* _What the task requires_:
Set down each of the items below verbatim, keeping every line in its original order.

(Excerpts from a pointing dataset)
-=-=-

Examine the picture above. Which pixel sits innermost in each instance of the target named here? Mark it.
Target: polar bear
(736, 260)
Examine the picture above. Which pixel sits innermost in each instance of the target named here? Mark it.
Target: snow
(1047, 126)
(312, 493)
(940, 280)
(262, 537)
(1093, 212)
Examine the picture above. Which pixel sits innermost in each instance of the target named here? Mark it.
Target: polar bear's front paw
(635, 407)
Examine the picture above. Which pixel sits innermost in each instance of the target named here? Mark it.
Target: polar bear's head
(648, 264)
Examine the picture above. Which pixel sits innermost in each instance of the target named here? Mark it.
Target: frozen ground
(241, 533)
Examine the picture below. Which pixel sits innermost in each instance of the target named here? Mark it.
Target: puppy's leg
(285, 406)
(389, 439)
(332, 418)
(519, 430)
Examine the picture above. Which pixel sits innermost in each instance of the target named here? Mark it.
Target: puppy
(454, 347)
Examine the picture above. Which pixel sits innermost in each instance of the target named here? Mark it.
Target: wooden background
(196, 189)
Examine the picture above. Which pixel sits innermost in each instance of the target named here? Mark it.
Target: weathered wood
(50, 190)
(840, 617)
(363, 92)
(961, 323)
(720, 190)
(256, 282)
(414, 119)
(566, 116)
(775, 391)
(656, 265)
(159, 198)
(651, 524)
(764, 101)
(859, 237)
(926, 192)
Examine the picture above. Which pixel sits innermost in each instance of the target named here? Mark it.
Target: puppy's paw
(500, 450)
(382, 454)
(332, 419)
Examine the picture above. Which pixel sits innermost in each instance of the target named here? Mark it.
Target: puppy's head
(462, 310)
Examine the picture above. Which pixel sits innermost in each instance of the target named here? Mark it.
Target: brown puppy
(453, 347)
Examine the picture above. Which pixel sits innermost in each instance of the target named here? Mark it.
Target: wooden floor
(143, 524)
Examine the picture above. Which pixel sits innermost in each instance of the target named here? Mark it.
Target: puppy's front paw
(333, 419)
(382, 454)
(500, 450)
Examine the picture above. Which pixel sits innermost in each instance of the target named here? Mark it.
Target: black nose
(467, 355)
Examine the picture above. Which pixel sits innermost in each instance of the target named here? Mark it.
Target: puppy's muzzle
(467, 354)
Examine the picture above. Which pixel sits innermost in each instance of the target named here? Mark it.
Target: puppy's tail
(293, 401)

-=-=-

* _Finished answer_:
Examine the picture above. Which pixel sits innermost in each instance of the target named here? Mark it.
Target: polar bear
(736, 260)
Examine the picture above. Which pixel sits innermost in each instance of the target named here? Mark it.
Target: snow
(1047, 126)
(312, 493)
(940, 280)
(262, 537)
(1093, 212)
Examine the picture above. Which pixel sits innermost in each instance of the target named here? Mark it.
Target: polar bear's front paw
(635, 407)
Examine the picture above. Which pixel sits innermost in each instance of the target named here? Mark it.
Target: polar bear's head
(648, 264)
Examine the picture above. Which pixel sits innermost in each instance of the target named here? Mark it.
Target: frozen ground
(241, 533)
Examine the picture below. Which pixel sits innermost in each instance of the target named here? Mark it.
Target: puppy's leg
(285, 406)
(389, 439)
(332, 418)
(519, 430)
Examine the picture above. Which pixel sits innermost in each instance of the target named here? Mark it.
Target: puppy
(454, 347)
Examine the picture above. Which pixel sits innermost in each instance of the target named here? Mark it.
Target: wooden background
(196, 189)
Examine the picture above. Which pixel sits innermost in each instance of the target named here? Mark it.
Target: weathered wood
(50, 190)
(840, 617)
(363, 92)
(961, 323)
(720, 190)
(256, 282)
(414, 119)
(566, 116)
(775, 391)
(656, 265)
(159, 198)
(651, 524)
(764, 101)
(859, 237)
(926, 192)
Examine the picture above. Which pixel sits innermost in each instance of the target named here? Mark it.
Target: puppy's paw
(500, 450)
(382, 454)
(332, 419)
Examine the picture above. Which pixel sits innermost in each instance of the target named here? Mark it.
Target: puppy's head
(462, 310)
Examine the picture above. Which pixel sits innermost in each instance of the target named here? Mark it.
Target: brown puppy
(453, 347)
Examine the picture above. Which pixel sits innermost in each instance of the target named here? Mark it.
Target: wooden floor
(143, 524)
Examine the picture above. Which pixel sits innermost in each instance of the target named here? Mark it.
Target: puppy's front paw
(333, 419)
(382, 454)
(500, 450)
Examine the picture above. Which pixel sits innermost in each instance of the target named here? Mark it.
Target: black nose
(467, 355)
Examine the picture above. Which pixel sits innermost in each instance of the target named here? Mark it.
Target: puppy's muzzle
(467, 354)
Examine the picture above. Which pixel sits innermost in each instance of the target named here? Mark it.
Target: puppy's tail
(293, 401)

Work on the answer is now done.